===== Text to read =====

A sure sign of panic in the top office is the cancelling of a meeting of the Liberal party room tomorrow. It has already been postponed from last week – and the chief government whip who acknowledged that it would be held now says it won’t.
One Liberal insider believes Mr Dutton is five members short of the 43 votes he needs to topple Mr Turnbull. Despite Mr Turnbull claiming his cabinet and party room are behind him, he is apparently not prepared to test it. If he does pull the trigger, half the cabinet is already in the Dutton camp.
Former prime minister Tony Abbott has been urging other MPs to back Mr Dutton. At the doors of Parliament House on Monday, he claimed the current row is about policy and not personalities.

=====

- Given instruction 1
In the passage on the Liberal leadership fight, copy word for word the part starting with "Former prime minister" and going on through "and not personalities.".
- Given instruction 2
Name every person the passage on the Liberal leadership fight mentions by surname.
- Given instruction 3
Carry on the passage about the Liberal leadership fight from where it stops.

===== Provided material =====

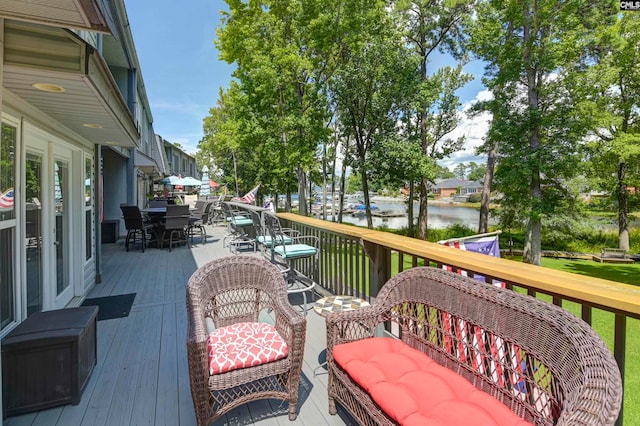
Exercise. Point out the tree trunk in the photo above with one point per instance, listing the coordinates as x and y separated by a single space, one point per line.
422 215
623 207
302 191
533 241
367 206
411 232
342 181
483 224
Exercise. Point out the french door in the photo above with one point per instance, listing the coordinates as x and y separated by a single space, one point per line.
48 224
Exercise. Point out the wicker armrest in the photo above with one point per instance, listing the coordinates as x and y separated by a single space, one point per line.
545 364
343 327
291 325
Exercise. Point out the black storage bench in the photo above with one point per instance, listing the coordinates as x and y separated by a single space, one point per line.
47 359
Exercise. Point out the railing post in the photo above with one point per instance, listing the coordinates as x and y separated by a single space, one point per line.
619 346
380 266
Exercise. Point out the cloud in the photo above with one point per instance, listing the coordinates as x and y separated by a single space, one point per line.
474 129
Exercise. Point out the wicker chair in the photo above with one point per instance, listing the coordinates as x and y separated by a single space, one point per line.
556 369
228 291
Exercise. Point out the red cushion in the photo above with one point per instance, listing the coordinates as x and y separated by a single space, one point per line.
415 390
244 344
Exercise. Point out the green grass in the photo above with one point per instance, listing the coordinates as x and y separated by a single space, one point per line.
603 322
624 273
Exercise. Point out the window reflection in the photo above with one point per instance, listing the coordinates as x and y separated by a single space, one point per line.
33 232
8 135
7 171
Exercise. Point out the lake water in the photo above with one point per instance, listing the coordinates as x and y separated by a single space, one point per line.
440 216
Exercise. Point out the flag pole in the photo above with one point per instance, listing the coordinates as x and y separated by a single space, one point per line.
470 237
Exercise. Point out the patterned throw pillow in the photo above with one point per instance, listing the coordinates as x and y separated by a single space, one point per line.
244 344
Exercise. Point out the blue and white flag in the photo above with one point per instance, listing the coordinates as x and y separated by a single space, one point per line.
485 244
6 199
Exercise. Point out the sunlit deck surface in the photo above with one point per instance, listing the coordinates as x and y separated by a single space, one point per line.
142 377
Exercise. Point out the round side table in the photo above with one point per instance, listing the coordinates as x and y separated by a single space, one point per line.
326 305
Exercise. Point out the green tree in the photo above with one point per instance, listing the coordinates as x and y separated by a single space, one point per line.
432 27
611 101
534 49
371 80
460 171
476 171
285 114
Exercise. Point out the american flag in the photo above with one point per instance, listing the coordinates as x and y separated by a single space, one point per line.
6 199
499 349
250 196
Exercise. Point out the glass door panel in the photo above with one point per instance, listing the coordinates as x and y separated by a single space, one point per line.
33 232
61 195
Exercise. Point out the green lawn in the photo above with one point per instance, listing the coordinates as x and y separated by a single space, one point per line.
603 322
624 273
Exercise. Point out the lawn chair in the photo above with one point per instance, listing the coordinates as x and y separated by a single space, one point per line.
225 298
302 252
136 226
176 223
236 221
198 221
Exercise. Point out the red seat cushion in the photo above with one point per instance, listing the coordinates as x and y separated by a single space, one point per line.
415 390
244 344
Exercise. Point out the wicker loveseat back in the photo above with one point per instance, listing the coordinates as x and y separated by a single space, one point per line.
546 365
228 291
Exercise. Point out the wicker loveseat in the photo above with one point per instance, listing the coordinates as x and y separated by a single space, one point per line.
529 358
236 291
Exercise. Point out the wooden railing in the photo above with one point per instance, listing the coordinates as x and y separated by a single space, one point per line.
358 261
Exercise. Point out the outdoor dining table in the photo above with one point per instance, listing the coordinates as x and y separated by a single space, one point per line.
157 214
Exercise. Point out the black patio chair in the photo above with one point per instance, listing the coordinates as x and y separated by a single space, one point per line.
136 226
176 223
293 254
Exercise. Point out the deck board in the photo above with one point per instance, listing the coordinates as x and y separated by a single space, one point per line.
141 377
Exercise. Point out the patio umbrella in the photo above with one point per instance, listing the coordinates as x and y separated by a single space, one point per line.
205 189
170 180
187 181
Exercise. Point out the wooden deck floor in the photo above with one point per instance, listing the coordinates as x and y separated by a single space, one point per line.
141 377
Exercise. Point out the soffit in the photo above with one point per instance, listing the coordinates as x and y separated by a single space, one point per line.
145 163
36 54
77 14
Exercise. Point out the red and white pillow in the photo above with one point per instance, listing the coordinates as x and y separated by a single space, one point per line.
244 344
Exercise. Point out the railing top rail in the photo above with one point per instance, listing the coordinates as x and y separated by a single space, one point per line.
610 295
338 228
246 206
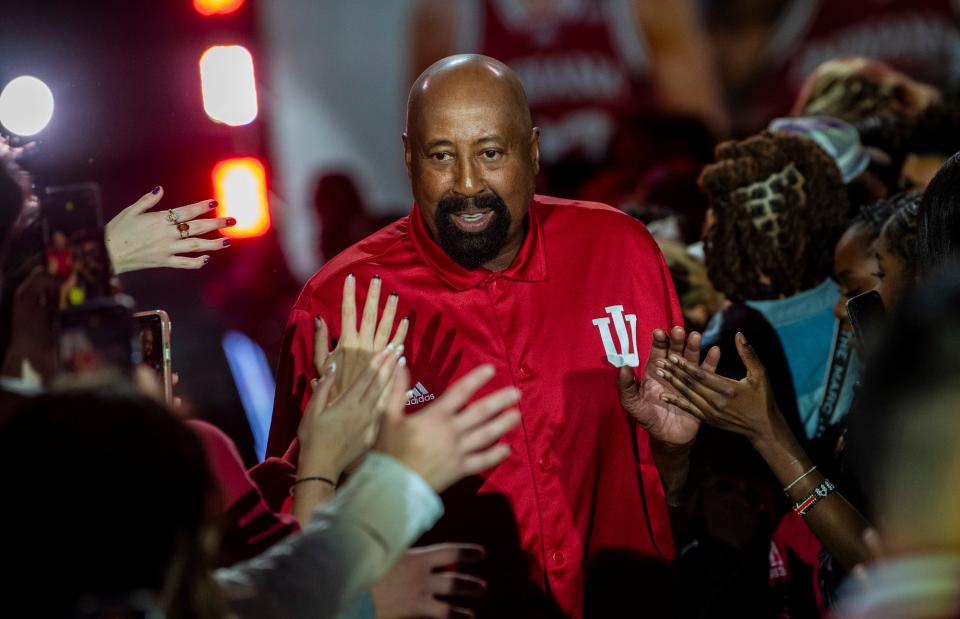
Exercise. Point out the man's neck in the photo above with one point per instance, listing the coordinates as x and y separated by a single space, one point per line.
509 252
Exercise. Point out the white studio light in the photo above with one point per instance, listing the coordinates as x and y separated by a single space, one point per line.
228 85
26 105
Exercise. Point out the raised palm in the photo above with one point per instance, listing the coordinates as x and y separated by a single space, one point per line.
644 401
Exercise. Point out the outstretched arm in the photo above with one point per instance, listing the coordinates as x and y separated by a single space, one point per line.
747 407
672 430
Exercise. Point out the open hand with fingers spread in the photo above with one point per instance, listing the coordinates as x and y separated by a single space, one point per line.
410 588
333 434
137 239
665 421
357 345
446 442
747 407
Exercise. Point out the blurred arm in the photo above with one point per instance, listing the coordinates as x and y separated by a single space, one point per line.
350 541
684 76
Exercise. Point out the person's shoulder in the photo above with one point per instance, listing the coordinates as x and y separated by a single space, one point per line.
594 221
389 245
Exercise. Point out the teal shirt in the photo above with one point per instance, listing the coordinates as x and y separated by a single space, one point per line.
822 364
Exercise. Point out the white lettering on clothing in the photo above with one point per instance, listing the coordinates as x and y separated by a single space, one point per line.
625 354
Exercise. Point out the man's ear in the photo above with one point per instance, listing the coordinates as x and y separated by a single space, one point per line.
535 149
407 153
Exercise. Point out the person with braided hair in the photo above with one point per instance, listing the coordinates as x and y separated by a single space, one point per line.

=====

- Exercise answer 1
Former prime minister Tony Abbott has been urging other MPs to back Mr Dutton. At the doors of Parliament House on Monday, he claimed the current row is about policy and not personalities.

- Exercise answer 2
Mr Dutton, Mr Turnbull, Tony Abbott

- Exercise answer 3
But his constant changing of demands on policy gives a lie to that. It is unlikely that Mr Turnbull’s latest capitulation – refusing to legislate or regulate an emissions reduction target of 26 per cent – will do anything to dissuade the malcontents from their course of action.
They have the numbers to demand a special party room meeting this week. If they don’t, it is because they think they need more time to convince the waverers that the government’s cause is lost under Mr Turnbull.
They are counting on a couple of worse polls, especially Newspolls, to do the trick. Their antics are designed to ensure this outcome.
Either way, Malcolm Turnbull’s leadership is being short-circuited.